### GOALS:
a. Identify every drawback of an oversized heating and cooling system that the post below on system sizing names.
b. Extend the post below on heating and cooling system sizing, picking up right after its final sentence.

** Start of ARTICLE **

Way off topic but...

Heating and cooling loads are NOT a function of the square footage of the house- it's about exterior surface areas & types. Sizing it by some BTU/square foot usually oversizes by a WAY suboptimal amount, with lower than nameplate efficiency and lower comfort to boot. At 6.5 tons it sounds about 2x oversized for most "normal" sized houses, houses that have niceties such as glass in the windows, doors that actually shut etc. Most insulated reasonably tight houses in NJ would be heated & cooled at about a ton per 1000-1500' of conditioned space, with a few outliers on both sides of that range. For 6.5 tons of heat to be right-sized you'd be looking at at 6500'-9500' house. (Unfortunately that level of oversizing pretty common.)

With heat pumps it's usually more efficient to UNDERSIZE it by a small amount and cover the shortfall at the seasonal extreme temperatures with a bit of auxiliary heat strip, to keep the heat pump operating at an efficient duty cycle. A 2x oversized system will heat/cool the place faster during a recovery ramp, but it will have lousier latent load control during the cooling season and bigger indoor temperature swings during the heating season. A right-sized system will seem like it's "struggling to keep up", running constantly for hours when its hot or cold outside, but not actually lose ground.

** End of ARTICLE **
** Start of RECORDS **

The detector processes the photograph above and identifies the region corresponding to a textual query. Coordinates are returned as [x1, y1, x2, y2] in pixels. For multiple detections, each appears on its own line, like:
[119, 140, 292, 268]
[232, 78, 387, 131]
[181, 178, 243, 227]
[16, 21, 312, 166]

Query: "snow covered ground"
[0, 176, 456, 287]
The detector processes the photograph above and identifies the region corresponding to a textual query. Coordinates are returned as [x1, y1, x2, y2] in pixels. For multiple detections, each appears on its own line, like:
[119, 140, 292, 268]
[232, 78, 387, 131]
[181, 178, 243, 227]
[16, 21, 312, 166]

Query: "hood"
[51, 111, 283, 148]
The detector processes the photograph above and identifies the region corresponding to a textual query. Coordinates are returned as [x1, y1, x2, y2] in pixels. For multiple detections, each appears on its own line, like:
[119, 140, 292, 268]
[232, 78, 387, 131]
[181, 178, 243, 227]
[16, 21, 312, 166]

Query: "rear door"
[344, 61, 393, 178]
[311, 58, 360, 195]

** End of RECORDS **

### ANSWERS TO THE EXERCISE:
a.
- Lower than nameplate efficiency
- Lower comfort
- Poorer latent load control during the cooling season
- Bigger indoor temperature swings during the heating season

b.
If you're curious about your oversize factors, try data logging the duty cycle on the system(s) on days/nights when the outdoor temps are near the 1%/99% outside design temperatures. With that information you'd be able to intelligently right-size the replacement equipment when the time comes.

Meanwhile, back on-topic...

A 75-80 gallon heat pump water heater could be a good solution for the tub fill if you have space for it. A heat pump water heater has a slower recovery rate than a standard electric , but it will lower the latent cooling loads on the house in summer, and use only about 1/3 the amount of electricity of a standard water heater, and add a small amount to the heating load for the heat pump to work with, improving it's duty cycle & as-used efficiency.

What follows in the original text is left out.